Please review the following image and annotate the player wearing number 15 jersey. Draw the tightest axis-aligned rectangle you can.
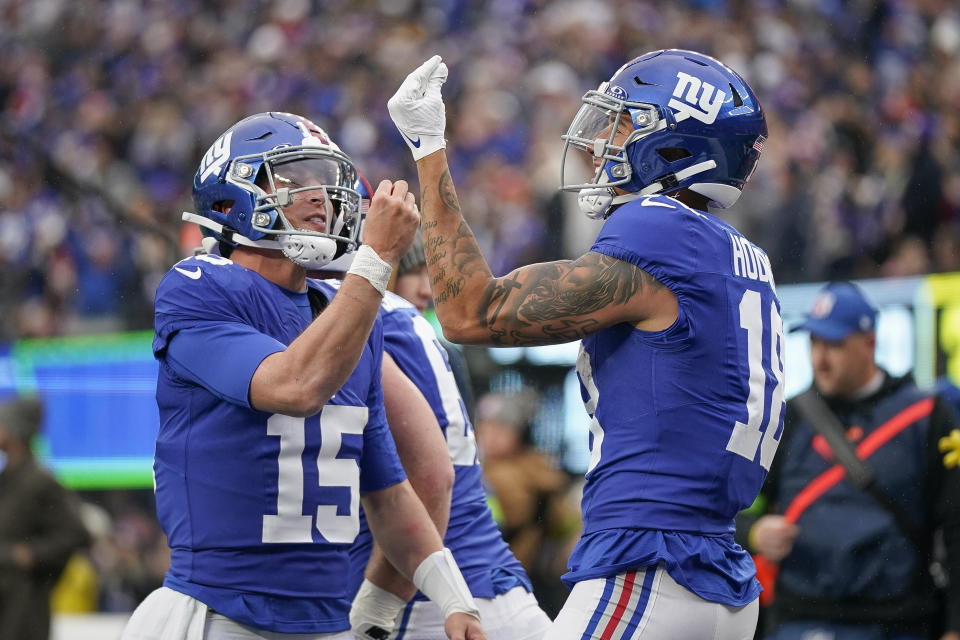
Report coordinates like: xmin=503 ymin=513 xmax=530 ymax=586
xmin=123 ymin=113 xmax=484 ymax=640
xmin=388 ymin=50 xmax=784 ymax=640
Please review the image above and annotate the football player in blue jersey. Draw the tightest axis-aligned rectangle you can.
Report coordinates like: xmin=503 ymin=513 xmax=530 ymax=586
xmin=388 ymin=50 xmax=784 ymax=640
xmin=123 ymin=112 xmax=484 ymax=640
xmin=324 ymin=237 xmax=550 ymax=640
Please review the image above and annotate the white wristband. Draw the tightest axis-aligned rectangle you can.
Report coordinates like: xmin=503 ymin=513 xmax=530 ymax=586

==========

Can you rewrite all the rows above, swapping "tightest" for "smallest" and changing nothing else? Leave the pictures out of your answer.

Please review the following image and annotate the player wearing number 15 jersey. Draw the smallest axis-aligned rectangle you can.
Report coordinates like: xmin=503 ymin=513 xmax=530 ymax=586
xmin=123 ymin=113 xmax=484 ymax=640
xmin=388 ymin=50 xmax=784 ymax=640
Please review the image above and annotate the football player in blue jersey. Draw the smallest axis-aligned rectangle you can.
Report coordinates like: xmin=503 ymin=513 xmax=530 ymax=586
xmin=388 ymin=50 xmax=784 ymax=640
xmin=123 ymin=112 xmax=484 ymax=640
xmin=324 ymin=237 xmax=550 ymax=640
Please review the image above and annotate the white wristband. Draw the smallest axis-aligned rectangle you can.
Report coordinates like: xmin=503 ymin=513 xmax=530 ymax=586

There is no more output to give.